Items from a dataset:
· · · · · · ·
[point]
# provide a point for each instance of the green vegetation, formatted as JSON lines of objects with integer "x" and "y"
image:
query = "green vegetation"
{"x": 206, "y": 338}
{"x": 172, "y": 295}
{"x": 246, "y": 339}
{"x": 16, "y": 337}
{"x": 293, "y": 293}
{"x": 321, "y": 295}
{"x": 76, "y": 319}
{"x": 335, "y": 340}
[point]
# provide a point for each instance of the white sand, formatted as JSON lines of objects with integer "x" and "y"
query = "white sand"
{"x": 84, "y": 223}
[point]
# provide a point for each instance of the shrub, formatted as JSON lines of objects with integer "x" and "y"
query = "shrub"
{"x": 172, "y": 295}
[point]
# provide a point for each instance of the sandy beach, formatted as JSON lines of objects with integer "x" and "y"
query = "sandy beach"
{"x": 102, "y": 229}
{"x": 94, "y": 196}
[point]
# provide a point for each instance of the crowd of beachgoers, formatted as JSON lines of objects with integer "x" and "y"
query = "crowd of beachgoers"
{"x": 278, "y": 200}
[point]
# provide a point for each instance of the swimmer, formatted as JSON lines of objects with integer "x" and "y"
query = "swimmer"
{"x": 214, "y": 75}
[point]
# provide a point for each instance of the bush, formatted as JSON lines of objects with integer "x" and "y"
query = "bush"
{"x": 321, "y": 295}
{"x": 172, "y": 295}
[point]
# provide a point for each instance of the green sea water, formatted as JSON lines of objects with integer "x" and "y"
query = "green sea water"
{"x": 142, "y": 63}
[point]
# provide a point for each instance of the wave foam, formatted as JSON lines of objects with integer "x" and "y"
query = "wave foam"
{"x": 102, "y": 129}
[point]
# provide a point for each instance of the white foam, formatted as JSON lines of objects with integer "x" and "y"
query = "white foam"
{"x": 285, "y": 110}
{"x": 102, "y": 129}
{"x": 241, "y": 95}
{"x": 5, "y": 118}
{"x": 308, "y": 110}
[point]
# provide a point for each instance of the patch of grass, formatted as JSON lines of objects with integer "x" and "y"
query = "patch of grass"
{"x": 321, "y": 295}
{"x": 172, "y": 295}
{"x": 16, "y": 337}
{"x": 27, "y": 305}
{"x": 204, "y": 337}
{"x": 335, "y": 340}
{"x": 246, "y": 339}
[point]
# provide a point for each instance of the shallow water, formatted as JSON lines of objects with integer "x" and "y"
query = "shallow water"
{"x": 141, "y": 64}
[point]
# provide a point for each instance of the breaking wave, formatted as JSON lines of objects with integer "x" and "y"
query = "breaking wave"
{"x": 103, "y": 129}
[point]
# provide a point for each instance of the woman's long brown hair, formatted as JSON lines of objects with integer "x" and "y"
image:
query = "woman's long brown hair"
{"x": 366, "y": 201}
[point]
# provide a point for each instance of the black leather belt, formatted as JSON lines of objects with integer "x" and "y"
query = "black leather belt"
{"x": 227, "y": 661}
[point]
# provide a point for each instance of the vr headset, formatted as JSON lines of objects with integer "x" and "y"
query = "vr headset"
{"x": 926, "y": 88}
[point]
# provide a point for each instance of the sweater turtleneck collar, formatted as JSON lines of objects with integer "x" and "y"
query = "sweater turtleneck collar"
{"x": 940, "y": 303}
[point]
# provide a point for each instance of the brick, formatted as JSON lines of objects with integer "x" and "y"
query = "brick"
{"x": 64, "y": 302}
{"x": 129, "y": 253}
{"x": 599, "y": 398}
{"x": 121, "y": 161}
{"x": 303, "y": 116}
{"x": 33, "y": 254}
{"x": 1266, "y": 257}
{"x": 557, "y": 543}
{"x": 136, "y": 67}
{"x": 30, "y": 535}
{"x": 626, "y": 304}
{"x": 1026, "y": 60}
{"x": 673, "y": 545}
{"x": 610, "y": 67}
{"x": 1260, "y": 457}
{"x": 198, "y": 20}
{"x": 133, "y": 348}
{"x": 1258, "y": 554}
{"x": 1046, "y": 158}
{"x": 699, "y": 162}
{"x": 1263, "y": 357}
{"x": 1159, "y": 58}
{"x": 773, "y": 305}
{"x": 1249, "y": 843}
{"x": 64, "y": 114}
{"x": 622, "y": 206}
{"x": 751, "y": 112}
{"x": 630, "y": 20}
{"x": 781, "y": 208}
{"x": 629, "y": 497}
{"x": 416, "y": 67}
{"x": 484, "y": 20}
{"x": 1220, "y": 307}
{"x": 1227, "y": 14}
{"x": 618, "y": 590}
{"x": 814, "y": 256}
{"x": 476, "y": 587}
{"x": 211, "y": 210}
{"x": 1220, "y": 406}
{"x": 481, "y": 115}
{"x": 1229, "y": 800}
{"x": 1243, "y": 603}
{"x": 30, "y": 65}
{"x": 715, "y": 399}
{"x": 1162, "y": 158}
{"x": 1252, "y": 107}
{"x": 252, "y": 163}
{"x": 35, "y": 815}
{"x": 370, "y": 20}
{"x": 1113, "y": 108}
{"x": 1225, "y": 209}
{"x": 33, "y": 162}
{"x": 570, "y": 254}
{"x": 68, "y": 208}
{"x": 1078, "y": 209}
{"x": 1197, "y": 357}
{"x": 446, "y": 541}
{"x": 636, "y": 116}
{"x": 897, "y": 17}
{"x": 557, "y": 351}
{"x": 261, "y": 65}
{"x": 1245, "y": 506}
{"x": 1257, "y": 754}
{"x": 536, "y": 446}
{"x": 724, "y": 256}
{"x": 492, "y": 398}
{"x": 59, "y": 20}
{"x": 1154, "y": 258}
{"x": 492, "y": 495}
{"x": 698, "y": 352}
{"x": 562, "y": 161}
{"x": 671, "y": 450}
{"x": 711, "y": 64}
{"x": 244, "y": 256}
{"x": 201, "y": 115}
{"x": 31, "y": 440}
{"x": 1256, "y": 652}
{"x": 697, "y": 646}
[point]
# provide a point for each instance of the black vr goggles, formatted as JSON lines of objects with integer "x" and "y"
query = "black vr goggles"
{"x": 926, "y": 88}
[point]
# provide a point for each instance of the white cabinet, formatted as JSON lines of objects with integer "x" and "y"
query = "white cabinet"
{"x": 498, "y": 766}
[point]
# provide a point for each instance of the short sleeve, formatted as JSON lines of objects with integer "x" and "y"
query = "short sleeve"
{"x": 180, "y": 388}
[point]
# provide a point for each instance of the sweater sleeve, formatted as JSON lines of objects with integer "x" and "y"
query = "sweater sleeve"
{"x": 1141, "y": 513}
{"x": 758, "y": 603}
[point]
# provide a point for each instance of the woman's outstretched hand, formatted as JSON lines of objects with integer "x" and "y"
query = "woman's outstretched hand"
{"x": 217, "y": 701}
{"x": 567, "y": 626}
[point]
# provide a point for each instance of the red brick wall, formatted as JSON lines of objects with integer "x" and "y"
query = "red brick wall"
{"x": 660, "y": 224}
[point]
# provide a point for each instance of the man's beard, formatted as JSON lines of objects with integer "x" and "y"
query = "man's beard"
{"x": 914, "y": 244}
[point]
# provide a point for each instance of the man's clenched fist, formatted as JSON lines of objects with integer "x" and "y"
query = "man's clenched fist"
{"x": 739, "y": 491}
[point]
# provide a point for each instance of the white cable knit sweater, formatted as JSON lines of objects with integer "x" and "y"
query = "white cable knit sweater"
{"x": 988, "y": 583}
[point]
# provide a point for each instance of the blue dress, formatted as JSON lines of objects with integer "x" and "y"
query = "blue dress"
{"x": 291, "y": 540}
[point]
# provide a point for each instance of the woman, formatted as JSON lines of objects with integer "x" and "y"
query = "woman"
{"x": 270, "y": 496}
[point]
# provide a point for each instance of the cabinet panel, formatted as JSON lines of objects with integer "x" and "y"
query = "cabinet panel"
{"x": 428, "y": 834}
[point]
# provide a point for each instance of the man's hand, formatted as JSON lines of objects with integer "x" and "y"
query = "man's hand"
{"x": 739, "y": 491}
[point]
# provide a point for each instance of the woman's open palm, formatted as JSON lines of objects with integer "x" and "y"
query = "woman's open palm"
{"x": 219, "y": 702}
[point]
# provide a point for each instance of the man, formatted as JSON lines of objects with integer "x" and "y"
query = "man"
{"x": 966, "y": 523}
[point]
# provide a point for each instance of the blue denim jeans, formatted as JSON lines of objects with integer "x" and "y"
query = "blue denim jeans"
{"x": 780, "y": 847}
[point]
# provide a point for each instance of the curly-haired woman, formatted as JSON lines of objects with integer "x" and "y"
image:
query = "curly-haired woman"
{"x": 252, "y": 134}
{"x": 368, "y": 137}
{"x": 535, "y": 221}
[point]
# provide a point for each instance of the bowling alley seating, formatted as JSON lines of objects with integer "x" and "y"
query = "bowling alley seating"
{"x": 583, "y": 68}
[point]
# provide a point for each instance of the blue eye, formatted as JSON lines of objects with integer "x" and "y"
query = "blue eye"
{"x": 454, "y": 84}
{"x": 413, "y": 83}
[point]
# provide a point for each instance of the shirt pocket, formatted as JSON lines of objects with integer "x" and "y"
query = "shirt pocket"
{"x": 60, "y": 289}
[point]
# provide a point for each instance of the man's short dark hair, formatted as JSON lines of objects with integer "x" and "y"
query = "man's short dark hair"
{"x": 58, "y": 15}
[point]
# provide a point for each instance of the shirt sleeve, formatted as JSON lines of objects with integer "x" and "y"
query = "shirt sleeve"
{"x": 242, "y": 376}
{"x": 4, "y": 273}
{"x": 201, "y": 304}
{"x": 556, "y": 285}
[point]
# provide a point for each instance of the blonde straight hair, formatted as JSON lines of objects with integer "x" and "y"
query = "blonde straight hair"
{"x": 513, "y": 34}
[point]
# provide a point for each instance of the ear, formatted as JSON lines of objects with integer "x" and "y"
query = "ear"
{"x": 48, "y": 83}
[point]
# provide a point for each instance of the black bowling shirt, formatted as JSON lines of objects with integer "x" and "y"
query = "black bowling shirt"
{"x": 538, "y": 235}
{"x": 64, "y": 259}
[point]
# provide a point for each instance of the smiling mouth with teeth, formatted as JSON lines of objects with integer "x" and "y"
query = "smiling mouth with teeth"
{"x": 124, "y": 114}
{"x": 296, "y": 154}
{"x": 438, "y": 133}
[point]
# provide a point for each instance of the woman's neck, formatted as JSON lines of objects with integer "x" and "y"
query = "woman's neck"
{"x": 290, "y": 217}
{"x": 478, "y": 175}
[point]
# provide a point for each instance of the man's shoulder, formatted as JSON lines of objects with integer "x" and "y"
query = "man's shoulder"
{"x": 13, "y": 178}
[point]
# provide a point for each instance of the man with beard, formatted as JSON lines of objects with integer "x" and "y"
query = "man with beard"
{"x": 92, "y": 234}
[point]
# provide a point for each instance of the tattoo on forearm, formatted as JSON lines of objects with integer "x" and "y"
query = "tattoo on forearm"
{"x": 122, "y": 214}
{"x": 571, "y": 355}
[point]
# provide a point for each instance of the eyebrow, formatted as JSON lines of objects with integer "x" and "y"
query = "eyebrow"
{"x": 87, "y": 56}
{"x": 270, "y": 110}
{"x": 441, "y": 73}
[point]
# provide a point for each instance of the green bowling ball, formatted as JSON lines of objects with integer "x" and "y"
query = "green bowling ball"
· · · · · · ·
Task description: Locate each line in the rows above that contains the string "sleeve" and copy it out. Case counts.

Finished task:
# provide a point for each instance of the short sleeve, formatted as JSON lines of objects with integer "x" and "y"
query = "short sleeve"
# provide a point for each instance of the sweater sleeve, formatted as JSON lines of objects with integer "x" and "y"
query = "sweater sleeve"
# provide a point for each instance of the shirt sleeve, formatted as JSON lines of objects with integer "x" and "y"
query = "shirt sleeve"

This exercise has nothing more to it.